(Dataset items)
Start of Block
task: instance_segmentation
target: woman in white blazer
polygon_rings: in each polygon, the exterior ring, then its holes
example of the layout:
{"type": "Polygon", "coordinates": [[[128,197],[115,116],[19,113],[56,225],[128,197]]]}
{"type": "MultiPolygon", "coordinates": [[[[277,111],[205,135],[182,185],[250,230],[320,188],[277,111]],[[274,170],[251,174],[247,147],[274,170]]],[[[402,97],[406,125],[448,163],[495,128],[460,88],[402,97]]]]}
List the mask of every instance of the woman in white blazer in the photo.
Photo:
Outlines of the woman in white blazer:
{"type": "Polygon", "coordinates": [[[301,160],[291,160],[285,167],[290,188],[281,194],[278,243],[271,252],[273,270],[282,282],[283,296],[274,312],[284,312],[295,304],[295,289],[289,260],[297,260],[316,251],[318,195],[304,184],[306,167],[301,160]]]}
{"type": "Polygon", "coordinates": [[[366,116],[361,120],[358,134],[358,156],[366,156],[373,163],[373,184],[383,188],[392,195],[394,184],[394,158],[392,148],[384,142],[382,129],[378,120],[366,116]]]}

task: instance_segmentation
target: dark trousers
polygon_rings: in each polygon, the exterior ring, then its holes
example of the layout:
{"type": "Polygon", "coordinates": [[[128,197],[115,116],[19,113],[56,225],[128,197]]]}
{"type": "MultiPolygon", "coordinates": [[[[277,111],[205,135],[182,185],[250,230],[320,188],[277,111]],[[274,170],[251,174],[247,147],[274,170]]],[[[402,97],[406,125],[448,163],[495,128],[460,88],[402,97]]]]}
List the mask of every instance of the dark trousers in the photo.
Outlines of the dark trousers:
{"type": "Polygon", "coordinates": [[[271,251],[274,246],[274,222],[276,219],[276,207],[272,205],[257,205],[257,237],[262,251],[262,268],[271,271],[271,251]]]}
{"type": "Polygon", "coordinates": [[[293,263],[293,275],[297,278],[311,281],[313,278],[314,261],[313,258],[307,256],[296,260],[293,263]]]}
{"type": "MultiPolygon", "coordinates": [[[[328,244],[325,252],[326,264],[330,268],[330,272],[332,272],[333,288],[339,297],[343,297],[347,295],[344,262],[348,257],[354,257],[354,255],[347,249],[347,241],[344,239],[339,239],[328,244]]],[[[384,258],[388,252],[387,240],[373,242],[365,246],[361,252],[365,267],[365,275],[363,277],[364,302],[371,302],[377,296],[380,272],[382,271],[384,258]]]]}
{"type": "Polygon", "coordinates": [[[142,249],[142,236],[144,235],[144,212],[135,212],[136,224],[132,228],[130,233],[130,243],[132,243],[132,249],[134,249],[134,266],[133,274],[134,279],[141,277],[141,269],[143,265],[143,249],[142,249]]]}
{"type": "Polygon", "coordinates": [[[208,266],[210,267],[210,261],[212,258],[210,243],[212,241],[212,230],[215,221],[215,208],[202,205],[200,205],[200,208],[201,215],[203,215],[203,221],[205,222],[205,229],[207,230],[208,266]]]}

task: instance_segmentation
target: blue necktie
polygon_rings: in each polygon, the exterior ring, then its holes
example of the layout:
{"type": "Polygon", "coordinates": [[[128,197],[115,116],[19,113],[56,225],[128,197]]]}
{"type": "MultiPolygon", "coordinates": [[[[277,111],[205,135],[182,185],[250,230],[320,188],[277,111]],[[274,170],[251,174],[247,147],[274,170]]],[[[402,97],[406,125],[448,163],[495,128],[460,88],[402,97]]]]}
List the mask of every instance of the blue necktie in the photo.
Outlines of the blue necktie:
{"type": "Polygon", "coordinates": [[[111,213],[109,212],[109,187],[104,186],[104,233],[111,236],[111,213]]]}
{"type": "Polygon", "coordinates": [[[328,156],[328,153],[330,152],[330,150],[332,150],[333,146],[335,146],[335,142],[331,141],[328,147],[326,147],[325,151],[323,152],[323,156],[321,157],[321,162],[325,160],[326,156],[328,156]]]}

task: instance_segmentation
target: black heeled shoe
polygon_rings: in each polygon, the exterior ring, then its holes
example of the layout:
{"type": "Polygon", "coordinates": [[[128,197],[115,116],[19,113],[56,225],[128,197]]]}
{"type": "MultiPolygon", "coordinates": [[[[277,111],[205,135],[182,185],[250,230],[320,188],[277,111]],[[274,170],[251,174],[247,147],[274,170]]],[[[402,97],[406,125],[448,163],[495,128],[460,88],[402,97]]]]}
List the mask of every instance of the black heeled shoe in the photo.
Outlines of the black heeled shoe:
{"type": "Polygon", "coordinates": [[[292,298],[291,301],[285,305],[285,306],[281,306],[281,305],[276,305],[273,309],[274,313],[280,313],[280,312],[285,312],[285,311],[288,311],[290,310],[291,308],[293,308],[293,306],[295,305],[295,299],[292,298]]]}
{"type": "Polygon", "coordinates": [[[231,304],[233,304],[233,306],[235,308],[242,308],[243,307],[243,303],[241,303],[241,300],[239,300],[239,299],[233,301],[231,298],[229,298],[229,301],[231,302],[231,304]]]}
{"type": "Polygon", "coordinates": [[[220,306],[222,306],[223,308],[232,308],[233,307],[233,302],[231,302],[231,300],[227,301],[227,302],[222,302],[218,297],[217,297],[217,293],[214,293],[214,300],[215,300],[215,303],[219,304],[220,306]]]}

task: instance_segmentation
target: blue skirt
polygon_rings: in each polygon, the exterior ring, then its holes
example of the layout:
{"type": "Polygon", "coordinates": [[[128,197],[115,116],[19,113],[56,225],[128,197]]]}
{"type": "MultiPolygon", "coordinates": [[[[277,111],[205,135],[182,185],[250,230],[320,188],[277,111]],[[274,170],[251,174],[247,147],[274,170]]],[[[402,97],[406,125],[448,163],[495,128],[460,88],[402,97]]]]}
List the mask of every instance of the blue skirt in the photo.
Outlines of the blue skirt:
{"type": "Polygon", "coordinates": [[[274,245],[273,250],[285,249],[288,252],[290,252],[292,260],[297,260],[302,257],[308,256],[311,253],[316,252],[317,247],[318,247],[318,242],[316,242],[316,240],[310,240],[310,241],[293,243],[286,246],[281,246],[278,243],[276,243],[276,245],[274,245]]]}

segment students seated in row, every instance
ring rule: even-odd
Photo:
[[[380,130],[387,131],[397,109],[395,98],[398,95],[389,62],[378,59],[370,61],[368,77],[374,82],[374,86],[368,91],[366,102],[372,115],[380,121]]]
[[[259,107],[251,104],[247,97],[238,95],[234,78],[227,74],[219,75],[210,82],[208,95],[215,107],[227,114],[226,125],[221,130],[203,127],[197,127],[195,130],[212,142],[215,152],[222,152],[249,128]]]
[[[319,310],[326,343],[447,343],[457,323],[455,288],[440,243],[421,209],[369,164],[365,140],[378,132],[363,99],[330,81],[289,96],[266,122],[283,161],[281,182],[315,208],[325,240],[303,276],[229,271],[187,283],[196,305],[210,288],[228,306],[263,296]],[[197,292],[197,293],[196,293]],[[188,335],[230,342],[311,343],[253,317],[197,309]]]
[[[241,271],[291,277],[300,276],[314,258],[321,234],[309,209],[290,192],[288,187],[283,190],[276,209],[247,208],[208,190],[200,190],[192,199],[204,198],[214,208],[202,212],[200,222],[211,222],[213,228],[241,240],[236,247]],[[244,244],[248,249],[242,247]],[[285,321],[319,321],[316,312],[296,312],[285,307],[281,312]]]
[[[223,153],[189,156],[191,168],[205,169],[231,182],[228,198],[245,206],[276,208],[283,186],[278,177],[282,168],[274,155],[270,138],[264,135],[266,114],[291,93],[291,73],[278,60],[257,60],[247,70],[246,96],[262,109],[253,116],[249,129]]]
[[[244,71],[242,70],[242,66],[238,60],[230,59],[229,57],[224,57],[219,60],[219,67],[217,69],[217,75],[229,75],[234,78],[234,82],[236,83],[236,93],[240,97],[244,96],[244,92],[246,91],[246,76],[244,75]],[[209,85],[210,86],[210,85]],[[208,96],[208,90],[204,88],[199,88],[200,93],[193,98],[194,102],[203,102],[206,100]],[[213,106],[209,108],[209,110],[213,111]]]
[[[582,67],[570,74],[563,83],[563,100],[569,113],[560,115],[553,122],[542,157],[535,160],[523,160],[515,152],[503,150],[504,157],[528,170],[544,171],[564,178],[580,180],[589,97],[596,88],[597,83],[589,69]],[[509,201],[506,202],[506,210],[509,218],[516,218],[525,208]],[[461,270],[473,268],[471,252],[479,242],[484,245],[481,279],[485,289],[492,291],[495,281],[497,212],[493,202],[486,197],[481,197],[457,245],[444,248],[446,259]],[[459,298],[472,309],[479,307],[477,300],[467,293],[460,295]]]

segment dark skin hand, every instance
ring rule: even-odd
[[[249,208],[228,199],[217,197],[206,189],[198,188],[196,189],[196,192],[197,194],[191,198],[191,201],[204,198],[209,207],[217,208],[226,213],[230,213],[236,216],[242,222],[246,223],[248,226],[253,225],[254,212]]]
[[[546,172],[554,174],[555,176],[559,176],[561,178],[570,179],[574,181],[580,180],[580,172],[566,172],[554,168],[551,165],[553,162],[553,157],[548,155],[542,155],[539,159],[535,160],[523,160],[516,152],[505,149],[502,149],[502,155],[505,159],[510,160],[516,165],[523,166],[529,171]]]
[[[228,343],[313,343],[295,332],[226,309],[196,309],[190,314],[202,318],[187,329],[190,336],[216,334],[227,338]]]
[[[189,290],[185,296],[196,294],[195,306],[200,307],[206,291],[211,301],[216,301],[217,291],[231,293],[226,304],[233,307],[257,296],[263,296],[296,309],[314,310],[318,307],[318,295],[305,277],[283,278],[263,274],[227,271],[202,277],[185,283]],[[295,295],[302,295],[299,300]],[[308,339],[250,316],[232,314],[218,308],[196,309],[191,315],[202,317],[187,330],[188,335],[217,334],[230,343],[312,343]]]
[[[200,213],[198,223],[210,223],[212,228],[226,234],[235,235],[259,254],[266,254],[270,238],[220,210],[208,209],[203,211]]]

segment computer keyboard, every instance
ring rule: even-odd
End of Block
* Directions *
The string "List" appears on some lines of the data above; report how many such lines there are, as a bare number.

* Task solution *
5